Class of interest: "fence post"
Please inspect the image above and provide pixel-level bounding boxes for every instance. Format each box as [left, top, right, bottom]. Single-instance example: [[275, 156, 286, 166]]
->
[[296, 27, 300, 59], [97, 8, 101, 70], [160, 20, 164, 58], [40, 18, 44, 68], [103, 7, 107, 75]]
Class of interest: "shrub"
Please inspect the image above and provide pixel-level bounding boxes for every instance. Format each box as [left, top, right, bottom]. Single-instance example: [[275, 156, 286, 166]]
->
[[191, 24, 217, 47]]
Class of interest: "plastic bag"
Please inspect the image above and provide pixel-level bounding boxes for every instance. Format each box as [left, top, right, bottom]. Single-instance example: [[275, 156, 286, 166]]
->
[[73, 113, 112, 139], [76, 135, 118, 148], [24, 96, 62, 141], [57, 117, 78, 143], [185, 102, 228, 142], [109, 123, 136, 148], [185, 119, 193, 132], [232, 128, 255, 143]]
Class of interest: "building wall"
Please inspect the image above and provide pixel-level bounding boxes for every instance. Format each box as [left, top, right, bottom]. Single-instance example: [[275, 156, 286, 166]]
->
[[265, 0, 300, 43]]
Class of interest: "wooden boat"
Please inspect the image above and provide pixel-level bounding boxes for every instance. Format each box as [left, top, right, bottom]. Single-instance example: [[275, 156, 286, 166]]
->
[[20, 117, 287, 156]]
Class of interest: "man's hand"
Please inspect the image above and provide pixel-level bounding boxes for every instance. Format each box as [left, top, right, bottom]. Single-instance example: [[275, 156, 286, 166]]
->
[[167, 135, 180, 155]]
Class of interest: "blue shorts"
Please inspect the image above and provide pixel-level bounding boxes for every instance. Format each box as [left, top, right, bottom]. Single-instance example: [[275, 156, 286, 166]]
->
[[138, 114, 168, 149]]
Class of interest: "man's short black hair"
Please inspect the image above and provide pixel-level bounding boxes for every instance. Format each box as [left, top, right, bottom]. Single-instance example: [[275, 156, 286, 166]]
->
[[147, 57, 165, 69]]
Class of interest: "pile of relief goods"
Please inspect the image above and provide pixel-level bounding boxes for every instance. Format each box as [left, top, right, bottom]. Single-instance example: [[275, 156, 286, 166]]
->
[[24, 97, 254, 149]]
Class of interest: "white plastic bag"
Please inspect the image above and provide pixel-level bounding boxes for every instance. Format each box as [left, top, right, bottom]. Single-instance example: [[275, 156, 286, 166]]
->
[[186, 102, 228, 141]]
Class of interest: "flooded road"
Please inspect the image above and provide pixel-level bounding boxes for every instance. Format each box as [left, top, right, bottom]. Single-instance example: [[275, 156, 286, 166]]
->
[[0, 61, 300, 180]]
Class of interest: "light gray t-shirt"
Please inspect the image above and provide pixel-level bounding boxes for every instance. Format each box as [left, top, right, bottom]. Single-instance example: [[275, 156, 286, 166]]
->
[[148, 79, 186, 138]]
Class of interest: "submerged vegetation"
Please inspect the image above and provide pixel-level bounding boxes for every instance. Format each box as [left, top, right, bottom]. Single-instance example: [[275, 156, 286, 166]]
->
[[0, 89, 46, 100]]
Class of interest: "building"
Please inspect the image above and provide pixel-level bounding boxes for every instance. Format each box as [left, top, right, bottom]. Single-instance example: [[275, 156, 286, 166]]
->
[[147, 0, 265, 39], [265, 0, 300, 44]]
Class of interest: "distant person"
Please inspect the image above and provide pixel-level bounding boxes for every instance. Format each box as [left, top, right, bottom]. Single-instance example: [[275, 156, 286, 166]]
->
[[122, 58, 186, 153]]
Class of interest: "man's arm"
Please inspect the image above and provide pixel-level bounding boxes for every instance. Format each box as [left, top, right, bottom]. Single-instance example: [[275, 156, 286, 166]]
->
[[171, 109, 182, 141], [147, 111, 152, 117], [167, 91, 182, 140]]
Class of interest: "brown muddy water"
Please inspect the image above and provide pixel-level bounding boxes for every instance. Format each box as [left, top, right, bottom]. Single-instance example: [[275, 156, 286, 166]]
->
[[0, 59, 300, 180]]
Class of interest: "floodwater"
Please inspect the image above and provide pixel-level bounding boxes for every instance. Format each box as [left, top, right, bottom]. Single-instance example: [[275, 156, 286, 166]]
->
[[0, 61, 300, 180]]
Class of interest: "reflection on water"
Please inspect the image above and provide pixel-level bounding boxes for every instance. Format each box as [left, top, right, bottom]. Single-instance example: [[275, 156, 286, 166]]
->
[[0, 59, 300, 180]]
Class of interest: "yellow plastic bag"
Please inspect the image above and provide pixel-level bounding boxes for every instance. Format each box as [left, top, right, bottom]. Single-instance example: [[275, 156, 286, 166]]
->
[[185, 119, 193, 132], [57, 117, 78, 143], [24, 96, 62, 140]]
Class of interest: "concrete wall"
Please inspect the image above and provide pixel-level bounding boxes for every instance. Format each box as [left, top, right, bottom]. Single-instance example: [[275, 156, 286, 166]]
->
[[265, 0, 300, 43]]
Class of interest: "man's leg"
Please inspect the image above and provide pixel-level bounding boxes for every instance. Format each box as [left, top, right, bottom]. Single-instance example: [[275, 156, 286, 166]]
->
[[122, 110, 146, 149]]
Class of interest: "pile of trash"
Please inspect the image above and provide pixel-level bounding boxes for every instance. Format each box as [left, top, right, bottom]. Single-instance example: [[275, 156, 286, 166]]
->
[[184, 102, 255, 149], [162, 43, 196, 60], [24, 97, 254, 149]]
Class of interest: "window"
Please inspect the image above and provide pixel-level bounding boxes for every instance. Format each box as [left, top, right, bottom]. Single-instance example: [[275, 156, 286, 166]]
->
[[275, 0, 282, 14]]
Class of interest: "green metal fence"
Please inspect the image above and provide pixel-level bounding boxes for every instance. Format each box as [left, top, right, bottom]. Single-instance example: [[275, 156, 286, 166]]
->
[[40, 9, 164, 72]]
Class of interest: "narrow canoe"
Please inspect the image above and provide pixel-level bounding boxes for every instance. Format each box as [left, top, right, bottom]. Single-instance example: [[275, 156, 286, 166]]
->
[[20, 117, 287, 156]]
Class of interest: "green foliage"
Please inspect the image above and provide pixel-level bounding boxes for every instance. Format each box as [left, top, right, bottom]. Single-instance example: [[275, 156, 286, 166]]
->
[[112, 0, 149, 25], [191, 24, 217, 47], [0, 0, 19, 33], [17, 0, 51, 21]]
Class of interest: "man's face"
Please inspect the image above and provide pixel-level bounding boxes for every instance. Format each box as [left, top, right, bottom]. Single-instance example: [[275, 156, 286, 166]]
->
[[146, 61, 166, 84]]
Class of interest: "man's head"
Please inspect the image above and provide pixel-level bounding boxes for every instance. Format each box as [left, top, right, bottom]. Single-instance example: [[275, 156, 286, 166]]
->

_____

TASK TO COMPLETE ▸
Give every line of the listing above as a Markdown table with the columns n and Line, where n is the row number. Omit blank lines.

RESULT OF THIS EXERCISE ▸
| n | Line |
|---|---|
| 1 | Class of interest: "fence post" |
| 2 | Please inspect the image above and provide pixel-level bounding boxes for every instance. Format each box as [left, top, right, bottom]. Single-instance example: [[275, 156, 286, 166]] |
| 3 | -> |
| 4 | [[296, 27, 300, 59], [97, 8, 101, 70], [160, 20, 164, 58], [40, 18, 44, 68], [103, 7, 107, 75]] |
| 5 | Class of interest: "shrub" |
| 6 | Please inspect the image above and provide pixel-level bounding boxes for every instance. Format each box as [left, top, right, bottom]. Single-instance example: [[275, 156, 286, 166]] |
| 7 | -> |
| 8 | [[191, 24, 217, 47]] |
| 9 | Class of interest: "plastic bag" |
| 10 | Please inspect the image above and provide pixel-level bounding boxes for every instance. Format each box as [left, top, right, bottom]. Single-instance example: [[275, 156, 286, 166]] |
| 11 | -> |
| 12 | [[73, 113, 112, 139], [76, 135, 118, 148], [24, 96, 62, 141], [57, 117, 78, 143], [185, 102, 228, 142], [109, 123, 136, 148], [185, 119, 193, 132], [232, 128, 255, 143]] |
| 13 | Class of interest: "building wall" |
| 14 | Please inspect the image above and provide pixel-level bounding boxes for every instance. Format each box as [left, top, right, bottom]. Single-instance example: [[275, 156, 286, 166]] |
| 15 | -> |
| 16 | [[265, 0, 300, 43]] |
| 17 | Class of interest: "wooden boat" |
| 18 | Please inspect the image above and provide pixel-level bounding boxes for every instance. Format each box as [left, top, right, bottom]. Single-instance example: [[275, 156, 286, 166]] |
| 19 | -> |
| 20 | [[20, 117, 287, 156]] |
| 21 | Class of interest: "man's hand" |
| 22 | Please inspect the image above and provide pixel-level bounding boxes for every instance. Format each box as [left, top, right, bottom]. Single-instance example: [[275, 156, 286, 166]] |
| 23 | -> |
| 24 | [[167, 135, 180, 155]] |
| 25 | Class of interest: "blue shorts" |
| 26 | Please inspect the image above and provide pixel-level bounding boxes for every instance. Format each box as [left, top, right, bottom]. Single-instance example: [[275, 156, 286, 166]] |
| 27 | -> |
| 28 | [[138, 114, 168, 149]] |
| 29 | Class of interest: "man's short black hair" |
| 30 | Please inspect the image above and provide pixel-level bounding boxes for every instance. Format each box as [left, top, right, bottom]. Single-instance example: [[275, 156, 286, 166]] |
| 31 | -> |
| 32 | [[147, 57, 165, 69]] |
| 33 | Class of interest: "pile of relief goods" |
| 34 | Please inspect the image above and provide pixel-level bounding boxes for every instance. Format each box as [left, top, right, bottom]. Single-instance example: [[275, 156, 286, 166]] |
| 35 | -> |
| 36 | [[24, 97, 254, 149]] |
| 37 | Class of interest: "white plastic bag" |
| 38 | Please inspect the image above and provide pixel-level bounding boxes for every instance. Format each box as [left, top, right, bottom]. Single-instance example: [[275, 156, 286, 166]] |
| 39 | -> |
| 40 | [[186, 102, 228, 141]] |
| 41 | Class of interest: "flooded road" |
| 42 | Please inspect the image above and provide pixel-level bounding boxes for every instance. Format each box as [left, top, right, bottom]. Single-instance example: [[275, 156, 286, 166]] |
| 43 | -> |
| 44 | [[0, 61, 300, 180]] |
| 45 | Class of interest: "light gray t-shirt" |
| 46 | Please inspect the image above and provide pixel-level bounding boxes for every instance. Format each box as [left, top, right, bottom]. Single-instance example: [[275, 156, 286, 166]] |
| 47 | -> |
| 48 | [[148, 79, 186, 138]] |
| 49 | Class of interest: "submerged vegetation" |
| 50 | Please inspect the image above and provide pixel-level bounding boxes for every instance. Format each box as [left, top, right, bottom]. Single-instance example: [[275, 156, 286, 166]] |
| 51 | -> |
| 52 | [[0, 89, 46, 100]] |
| 53 | Class of interest: "building" |
| 54 | Please inspect the image above and provide pixel-level bounding boxes for every instance. Format each box as [left, top, right, bottom]. Single-instance example: [[275, 156, 286, 166]] |
| 55 | -> |
| 56 | [[147, 0, 265, 39], [265, 0, 300, 44]] |
| 57 | Class of interest: "distant person" |
| 58 | Please inspect the image above and provide pixel-level bounding boxes for every instance. Format each box as [left, top, right, bottom]. Single-instance example: [[275, 156, 286, 166]] |
| 59 | -> |
| 60 | [[122, 58, 186, 153]] |
| 61 | Class of interest: "man's arm" |
| 62 | Please inspect the image above and provide pixel-level bounding boxes for every instance. Format each box as [left, top, right, bottom]. Single-instance example: [[275, 156, 286, 166]] |
| 63 | -> |
| 64 | [[171, 109, 182, 141], [147, 111, 152, 117], [167, 91, 182, 140]] |
| 65 | Class of interest: "brown muddy water" |
| 66 | Please inspect the image above and provide pixel-level bounding boxes for every instance. Format each box as [left, top, right, bottom]. Single-instance example: [[275, 156, 286, 166]] |
| 67 | -> |
| 68 | [[0, 59, 300, 180]] |
| 69 | Class of interest: "floodwater" |
| 70 | Please inspect the image above and provide pixel-level bounding boxes for every instance. Format each box as [left, top, right, bottom]. Single-instance example: [[275, 156, 286, 166]] |
| 71 | -> |
| 72 | [[0, 61, 300, 180]] |
| 73 | Class of interest: "reflection on water" |
| 74 | Please inspect the image above and provide pixel-level bounding boxes for every instance. Format each box as [left, top, right, bottom]. Single-instance example: [[275, 156, 286, 166]] |
| 75 | -> |
| 76 | [[0, 59, 300, 180]] |
| 77 | Class of interest: "yellow plastic bag" |
| 78 | Please inspect the image above and provide pixel-level bounding boxes for every instance. Format each box as [left, top, right, bottom]. Single-instance example: [[275, 156, 286, 166]] |
| 79 | -> |
| 80 | [[185, 119, 193, 132], [57, 117, 78, 143], [24, 96, 62, 140]] |
| 81 | Class of interest: "concrete wall" |
| 82 | Please inspect the image above and provide pixel-level bounding boxes for every instance. Format each box as [left, top, right, bottom]. Single-instance example: [[275, 156, 286, 166]] |
| 83 | -> |
| 84 | [[265, 0, 300, 43]] |
| 85 | Class of interest: "man's leg" |
| 86 | Please inspect the image above and provide pixel-level bounding boxes for every instance. Format each box as [left, top, right, bottom]. Single-instance example: [[275, 156, 286, 166]] |
| 87 | -> |
| 88 | [[122, 110, 146, 149]] |
| 89 | Class of interest: "pile of trash" |
| 90 | Please inspect the image above and provide pixel-level bounding boxes for every instance. Format each box as [left, top, right, bottom]. Single-instance example: [[275, 156, 286, 166]] |
| 91 | -> |
| 92 | [[184, 102, 255, 149], [162, 43, 196, 60], [24, 97, 254, 149]] |
| 93 | Class of interest: "window" |
| 94 | Please inspect the image above and provide pixel-level bounding boxes for every instance. Format each box as [left, top, right, bottom]. Single-instance example: [[275, 156, 286, 166]] |
| 95 | -> |
| 96 | [[275, 0, 282, 14]] |
| 97 | Class of interest: "green metal fence" |
| 98 | Please inspect the image above and provide pixel-level bounding boxes for every instance. Format each box as [left, top, right, bottom]. Single-instance example: [[275, 156, 286, 166]] |
| 99 | -> |
| 100 | [[40, 9, 164, 72]] |
| 101 | Class of interest: "narrow canoe" |
| 102 | Please inspect the image above and provide pixel-level bounding boxes for every instance. Format each box as [left, top, right, bottom]. Single-instance example: [[275, 156, 286, 166]] |
| 103 | -> |
| 104 | [[20, 117, 287, 156]] |
| 105 | Class of interest: "green foliage" |
| 106 | Please inspect the image above and provide pixel-level bounding boxes for every instance. Format each box as [left, top, right, bottom]. Single-instance example: [[275, 156, 286, 166]] |
| 107 | -> |
| 108 | [[112, 0, 149, 25], [191, 24, 217, 47], [0, 0, 19, 33], [17, 0, 51, 21]] |
| 109 | Class of interest: "man's face" |
| 110 | Please inspect the image above and provide pixel-level bounding boxes for every instance. Format each box as [left, top, right, bottom]. Single-instance example: [[275, 156, 286, 166]] |
| 111 | -> |
| 112 | [[146, 61, 166, 84]] |
| 113 | Class of interest: "man's head" |
| 114 | Please inspect the image above and provide pixel-level bounding boxes for every instance. Format each box as [left, top, right, bottom]. Single-instance example: [[275, 156, 286, 166]] |
| 115 | -> |